Records of labeled regions
»»
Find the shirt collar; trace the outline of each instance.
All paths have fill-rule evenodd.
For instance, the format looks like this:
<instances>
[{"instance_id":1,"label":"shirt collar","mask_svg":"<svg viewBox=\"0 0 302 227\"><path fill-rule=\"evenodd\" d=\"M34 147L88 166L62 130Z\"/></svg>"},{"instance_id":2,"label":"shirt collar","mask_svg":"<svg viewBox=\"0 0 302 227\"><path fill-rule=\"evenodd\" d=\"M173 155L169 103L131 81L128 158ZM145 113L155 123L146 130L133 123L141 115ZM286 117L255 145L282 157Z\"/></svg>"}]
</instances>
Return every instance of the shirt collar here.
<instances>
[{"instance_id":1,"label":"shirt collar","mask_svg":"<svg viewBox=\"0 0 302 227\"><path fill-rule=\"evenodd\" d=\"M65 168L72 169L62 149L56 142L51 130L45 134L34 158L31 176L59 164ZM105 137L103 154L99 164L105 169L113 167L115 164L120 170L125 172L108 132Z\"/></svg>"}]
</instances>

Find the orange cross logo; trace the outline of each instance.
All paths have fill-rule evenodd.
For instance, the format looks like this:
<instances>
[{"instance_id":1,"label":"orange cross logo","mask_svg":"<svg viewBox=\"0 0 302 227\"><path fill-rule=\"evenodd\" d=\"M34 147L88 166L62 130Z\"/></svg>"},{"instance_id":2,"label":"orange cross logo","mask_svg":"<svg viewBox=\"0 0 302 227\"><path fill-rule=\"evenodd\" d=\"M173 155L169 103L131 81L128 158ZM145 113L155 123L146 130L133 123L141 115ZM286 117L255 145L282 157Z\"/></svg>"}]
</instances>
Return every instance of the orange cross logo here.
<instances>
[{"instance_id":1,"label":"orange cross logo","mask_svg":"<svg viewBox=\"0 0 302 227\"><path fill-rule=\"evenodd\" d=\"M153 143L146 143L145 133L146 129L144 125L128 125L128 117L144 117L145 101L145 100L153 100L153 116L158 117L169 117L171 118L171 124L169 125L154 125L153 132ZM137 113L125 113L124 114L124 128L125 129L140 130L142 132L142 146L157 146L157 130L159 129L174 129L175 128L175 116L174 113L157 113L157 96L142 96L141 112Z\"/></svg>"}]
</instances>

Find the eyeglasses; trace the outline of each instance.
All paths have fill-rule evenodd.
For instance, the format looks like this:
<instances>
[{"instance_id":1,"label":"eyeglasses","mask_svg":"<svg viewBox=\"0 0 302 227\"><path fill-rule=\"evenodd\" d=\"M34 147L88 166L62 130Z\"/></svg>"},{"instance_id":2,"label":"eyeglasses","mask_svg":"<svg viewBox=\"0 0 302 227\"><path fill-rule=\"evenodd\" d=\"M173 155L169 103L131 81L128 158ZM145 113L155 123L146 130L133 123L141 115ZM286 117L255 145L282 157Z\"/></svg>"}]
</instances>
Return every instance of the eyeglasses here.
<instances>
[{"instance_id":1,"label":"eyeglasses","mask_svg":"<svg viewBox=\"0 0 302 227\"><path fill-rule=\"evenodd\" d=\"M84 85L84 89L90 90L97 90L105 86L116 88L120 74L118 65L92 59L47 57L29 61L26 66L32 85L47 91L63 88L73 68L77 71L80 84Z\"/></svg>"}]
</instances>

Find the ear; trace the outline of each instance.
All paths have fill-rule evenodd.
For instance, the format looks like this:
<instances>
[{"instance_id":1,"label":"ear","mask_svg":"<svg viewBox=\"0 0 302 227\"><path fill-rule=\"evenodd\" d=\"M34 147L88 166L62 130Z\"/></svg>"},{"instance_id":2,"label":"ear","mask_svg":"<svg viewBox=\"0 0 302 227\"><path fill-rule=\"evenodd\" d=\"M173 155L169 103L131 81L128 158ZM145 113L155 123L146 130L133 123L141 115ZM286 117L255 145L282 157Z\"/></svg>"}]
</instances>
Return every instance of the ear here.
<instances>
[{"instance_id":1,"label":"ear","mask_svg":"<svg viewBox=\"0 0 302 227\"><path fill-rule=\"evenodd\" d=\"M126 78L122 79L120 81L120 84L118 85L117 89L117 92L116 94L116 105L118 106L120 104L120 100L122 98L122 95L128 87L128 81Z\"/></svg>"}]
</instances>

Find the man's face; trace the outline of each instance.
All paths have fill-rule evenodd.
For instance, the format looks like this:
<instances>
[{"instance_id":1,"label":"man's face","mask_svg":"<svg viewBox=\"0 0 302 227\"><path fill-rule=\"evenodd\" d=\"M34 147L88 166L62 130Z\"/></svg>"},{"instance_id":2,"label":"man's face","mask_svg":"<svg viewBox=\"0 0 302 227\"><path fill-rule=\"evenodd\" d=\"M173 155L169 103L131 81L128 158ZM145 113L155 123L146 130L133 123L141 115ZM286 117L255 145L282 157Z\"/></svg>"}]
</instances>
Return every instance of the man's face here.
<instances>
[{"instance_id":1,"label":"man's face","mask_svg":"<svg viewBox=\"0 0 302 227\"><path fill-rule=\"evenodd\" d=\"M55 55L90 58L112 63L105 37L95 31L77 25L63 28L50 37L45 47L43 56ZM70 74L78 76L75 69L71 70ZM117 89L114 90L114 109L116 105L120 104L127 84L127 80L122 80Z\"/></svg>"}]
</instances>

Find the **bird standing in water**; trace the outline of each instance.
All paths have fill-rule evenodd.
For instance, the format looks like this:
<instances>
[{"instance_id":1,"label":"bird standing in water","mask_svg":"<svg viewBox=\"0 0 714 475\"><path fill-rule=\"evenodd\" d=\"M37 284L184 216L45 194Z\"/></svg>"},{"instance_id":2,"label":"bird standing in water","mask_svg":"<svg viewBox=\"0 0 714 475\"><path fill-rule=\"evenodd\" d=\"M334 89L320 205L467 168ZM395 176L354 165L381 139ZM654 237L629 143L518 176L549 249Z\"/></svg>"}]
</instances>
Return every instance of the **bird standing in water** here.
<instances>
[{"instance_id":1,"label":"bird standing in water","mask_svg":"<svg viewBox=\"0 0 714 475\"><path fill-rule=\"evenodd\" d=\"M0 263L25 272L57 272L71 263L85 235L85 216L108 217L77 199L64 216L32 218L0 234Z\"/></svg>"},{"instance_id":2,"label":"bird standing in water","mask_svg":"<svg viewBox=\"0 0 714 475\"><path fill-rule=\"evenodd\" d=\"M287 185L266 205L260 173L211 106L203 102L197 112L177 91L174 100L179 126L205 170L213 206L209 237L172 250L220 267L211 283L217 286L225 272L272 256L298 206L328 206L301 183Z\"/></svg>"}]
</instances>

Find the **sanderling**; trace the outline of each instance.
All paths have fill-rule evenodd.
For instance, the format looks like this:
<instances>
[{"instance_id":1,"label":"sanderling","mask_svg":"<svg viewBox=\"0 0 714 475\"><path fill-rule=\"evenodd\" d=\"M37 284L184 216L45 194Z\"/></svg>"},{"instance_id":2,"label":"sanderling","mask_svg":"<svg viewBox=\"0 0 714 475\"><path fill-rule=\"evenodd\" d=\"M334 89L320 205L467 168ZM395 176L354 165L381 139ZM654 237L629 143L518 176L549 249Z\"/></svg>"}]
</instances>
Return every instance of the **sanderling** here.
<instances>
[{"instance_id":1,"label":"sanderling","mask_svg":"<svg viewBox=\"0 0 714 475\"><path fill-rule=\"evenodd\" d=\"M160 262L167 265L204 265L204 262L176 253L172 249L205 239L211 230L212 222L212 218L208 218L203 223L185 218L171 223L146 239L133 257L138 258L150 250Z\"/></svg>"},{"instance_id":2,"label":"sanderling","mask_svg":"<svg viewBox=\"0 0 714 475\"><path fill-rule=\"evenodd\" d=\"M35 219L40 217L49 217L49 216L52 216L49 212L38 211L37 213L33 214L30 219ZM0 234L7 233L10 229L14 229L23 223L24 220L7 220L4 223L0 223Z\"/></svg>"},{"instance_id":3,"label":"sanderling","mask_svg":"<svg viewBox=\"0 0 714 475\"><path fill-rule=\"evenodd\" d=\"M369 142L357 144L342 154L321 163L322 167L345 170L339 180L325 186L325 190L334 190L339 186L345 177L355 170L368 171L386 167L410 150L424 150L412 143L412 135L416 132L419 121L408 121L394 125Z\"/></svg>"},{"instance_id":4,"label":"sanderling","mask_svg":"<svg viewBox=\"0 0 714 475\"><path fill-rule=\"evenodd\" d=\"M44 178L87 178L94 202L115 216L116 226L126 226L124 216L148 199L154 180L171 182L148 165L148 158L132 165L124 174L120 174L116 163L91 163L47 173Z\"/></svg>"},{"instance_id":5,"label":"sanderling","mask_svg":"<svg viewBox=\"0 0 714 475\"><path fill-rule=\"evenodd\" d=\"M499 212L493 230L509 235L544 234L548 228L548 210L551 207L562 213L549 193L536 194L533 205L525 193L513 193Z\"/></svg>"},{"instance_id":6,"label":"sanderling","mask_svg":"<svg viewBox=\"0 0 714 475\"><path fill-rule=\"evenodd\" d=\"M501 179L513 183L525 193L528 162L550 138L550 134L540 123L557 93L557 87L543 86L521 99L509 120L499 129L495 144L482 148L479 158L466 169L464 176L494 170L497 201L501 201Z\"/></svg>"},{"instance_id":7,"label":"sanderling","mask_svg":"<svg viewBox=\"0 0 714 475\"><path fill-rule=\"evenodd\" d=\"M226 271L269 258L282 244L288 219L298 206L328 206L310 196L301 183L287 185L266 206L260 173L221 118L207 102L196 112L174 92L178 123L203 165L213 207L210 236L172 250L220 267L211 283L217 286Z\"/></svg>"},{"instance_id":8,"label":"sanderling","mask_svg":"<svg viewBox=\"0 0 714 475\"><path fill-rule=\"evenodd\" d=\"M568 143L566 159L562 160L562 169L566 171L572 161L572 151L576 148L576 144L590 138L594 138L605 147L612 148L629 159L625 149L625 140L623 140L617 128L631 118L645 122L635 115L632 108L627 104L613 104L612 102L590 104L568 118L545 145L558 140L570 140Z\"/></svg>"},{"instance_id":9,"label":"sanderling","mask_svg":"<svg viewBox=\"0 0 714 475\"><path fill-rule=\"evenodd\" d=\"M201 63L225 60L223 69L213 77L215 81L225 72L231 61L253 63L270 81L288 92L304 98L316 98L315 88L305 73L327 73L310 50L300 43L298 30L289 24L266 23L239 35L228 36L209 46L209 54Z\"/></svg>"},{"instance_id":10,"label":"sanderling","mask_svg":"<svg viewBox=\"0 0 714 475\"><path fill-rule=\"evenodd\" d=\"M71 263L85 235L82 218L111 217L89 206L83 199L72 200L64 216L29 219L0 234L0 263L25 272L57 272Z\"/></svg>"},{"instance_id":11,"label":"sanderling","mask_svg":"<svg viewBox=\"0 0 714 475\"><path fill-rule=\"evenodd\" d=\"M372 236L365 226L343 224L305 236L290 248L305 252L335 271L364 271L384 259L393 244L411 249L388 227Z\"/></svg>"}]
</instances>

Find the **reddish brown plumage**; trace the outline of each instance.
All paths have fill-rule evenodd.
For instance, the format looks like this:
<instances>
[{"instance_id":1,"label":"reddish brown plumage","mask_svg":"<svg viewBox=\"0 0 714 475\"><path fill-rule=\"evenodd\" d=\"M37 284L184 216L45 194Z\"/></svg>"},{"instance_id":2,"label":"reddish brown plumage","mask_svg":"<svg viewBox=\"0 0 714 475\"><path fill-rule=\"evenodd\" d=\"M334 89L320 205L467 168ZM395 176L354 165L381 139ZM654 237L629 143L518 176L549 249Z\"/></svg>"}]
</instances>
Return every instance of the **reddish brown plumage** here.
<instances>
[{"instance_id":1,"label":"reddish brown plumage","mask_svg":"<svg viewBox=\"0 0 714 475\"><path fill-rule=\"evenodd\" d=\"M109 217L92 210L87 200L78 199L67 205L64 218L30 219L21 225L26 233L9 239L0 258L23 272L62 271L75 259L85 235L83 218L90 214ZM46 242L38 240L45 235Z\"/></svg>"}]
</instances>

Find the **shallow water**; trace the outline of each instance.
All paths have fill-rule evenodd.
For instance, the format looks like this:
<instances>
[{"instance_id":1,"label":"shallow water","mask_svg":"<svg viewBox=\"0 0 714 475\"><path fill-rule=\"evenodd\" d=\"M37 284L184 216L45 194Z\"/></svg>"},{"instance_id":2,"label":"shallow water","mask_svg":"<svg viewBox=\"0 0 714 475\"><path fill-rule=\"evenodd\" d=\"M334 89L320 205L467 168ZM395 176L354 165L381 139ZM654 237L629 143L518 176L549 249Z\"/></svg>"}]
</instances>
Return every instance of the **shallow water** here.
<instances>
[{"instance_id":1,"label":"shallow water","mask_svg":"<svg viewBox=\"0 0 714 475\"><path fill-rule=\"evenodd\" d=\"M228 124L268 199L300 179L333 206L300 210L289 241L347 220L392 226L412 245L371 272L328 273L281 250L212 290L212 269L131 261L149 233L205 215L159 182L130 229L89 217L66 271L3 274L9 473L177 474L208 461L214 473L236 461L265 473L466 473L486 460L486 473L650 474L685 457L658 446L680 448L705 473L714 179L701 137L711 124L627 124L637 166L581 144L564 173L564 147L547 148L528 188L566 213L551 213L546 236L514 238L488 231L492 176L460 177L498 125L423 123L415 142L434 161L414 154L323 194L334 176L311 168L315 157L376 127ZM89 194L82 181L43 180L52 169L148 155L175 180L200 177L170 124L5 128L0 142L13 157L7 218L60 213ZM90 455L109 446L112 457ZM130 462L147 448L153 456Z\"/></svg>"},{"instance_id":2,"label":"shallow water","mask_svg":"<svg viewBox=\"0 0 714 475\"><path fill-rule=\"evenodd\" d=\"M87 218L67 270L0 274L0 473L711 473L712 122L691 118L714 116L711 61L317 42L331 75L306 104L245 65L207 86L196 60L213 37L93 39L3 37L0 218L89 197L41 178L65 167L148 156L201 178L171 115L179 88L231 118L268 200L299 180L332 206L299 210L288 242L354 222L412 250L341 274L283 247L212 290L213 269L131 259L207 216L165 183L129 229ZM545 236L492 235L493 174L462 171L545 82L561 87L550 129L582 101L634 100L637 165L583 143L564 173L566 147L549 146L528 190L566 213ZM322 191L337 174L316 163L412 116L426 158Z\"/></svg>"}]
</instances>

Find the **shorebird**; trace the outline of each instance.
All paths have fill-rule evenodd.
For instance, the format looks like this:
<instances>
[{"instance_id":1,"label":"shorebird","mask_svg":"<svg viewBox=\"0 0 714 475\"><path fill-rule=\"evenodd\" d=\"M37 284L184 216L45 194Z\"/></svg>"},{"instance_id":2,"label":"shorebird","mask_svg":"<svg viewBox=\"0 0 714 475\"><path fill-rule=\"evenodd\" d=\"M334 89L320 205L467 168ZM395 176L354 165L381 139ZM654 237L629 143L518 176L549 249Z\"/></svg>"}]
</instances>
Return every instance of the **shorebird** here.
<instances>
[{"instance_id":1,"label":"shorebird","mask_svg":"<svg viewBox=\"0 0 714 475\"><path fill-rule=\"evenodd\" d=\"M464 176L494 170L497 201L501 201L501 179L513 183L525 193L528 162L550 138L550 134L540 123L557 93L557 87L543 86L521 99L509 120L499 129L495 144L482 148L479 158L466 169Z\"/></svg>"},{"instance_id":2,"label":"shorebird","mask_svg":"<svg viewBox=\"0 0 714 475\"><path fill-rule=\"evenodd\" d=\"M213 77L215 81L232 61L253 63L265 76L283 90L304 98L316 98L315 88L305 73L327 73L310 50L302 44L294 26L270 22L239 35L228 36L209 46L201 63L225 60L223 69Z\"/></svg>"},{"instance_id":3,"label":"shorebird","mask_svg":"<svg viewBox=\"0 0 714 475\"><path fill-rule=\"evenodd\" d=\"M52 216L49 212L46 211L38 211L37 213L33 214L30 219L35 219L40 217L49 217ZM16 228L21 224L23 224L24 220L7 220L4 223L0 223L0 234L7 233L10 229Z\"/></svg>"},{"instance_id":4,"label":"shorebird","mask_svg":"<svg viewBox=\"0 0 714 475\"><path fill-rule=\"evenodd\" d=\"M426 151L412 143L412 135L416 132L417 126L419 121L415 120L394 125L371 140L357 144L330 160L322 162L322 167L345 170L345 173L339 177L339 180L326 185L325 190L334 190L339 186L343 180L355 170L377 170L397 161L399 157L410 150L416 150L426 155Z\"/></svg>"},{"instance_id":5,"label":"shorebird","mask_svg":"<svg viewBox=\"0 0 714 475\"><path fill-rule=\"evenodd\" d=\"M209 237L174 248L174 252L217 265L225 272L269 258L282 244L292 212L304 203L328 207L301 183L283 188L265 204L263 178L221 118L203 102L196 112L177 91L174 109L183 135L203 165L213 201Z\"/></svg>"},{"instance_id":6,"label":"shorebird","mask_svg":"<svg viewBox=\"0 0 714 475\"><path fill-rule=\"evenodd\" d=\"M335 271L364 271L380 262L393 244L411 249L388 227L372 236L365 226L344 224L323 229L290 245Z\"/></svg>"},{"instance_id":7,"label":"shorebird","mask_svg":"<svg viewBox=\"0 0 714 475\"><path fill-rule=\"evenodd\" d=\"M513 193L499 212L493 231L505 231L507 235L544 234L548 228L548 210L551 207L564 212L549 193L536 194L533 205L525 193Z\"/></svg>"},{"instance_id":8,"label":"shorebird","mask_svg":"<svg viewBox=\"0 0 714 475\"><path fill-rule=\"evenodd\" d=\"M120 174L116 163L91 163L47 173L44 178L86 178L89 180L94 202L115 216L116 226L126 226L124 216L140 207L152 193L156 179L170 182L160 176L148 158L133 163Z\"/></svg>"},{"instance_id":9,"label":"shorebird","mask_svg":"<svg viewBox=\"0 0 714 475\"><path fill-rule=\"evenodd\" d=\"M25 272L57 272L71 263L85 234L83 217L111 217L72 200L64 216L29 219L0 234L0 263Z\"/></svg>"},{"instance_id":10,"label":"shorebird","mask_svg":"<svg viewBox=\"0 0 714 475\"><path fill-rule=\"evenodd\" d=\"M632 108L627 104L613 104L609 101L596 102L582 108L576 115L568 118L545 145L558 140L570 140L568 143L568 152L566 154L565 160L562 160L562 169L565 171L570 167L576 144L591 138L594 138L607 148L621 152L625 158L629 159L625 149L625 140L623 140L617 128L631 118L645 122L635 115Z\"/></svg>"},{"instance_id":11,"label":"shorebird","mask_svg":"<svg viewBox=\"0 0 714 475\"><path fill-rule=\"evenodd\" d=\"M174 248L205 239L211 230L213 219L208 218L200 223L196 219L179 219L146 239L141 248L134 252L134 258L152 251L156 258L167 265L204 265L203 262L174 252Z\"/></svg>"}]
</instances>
««
Problem to work on: Please give back, copied in full, each line of the records that contains the word "Return".

Expected answer:
Return every instance of the shirt collar here.
Return every instance of the orange cross logo here.
Return every instance of the eyeglasses here.
Return every instance of the ear here.
Return every instance of the man's face here.
Return every instance of the **bird standing in water** here.
Return every instance of the **sanderling** here.
Return every instance of the **reddish brown plumage** here.
Return every instance of the **shallow water** here.
Return every instance of the **shorebird** here.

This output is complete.